** RECORDS PROVIDED follows **

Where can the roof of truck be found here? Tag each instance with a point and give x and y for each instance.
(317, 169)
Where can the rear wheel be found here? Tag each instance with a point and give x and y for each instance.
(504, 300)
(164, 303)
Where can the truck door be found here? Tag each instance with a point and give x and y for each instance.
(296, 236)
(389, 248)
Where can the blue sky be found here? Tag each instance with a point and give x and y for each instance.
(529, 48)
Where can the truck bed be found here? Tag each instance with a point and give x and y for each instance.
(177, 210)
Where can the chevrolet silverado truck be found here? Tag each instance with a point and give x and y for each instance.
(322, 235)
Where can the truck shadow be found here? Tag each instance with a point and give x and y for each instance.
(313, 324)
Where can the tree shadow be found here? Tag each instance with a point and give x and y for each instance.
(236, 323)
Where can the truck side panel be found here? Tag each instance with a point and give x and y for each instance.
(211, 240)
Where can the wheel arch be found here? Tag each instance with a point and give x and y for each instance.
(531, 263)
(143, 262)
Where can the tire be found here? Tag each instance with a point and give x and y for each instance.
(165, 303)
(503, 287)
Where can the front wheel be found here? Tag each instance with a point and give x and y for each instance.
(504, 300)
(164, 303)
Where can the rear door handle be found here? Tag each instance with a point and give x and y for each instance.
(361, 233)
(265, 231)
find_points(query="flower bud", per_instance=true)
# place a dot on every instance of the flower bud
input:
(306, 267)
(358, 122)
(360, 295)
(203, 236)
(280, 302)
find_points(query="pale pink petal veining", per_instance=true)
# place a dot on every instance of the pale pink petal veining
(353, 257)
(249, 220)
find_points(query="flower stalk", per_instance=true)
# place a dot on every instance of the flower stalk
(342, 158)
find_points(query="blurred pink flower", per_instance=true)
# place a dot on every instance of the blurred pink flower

** End of RECORDS PROVIDED **

[ASSIGNED TASK]
Your answer should be the lines of the records that hold the string "true".

[RESULT FOR THIS TASK]
find_points(query="flower bud", per_instance=true)
find_points(query="pale pink petal veining", per_instance=true)
find_points(query="flower stalk", per_instance=true)
find_points(query="blurred pink flower", per_instance=true)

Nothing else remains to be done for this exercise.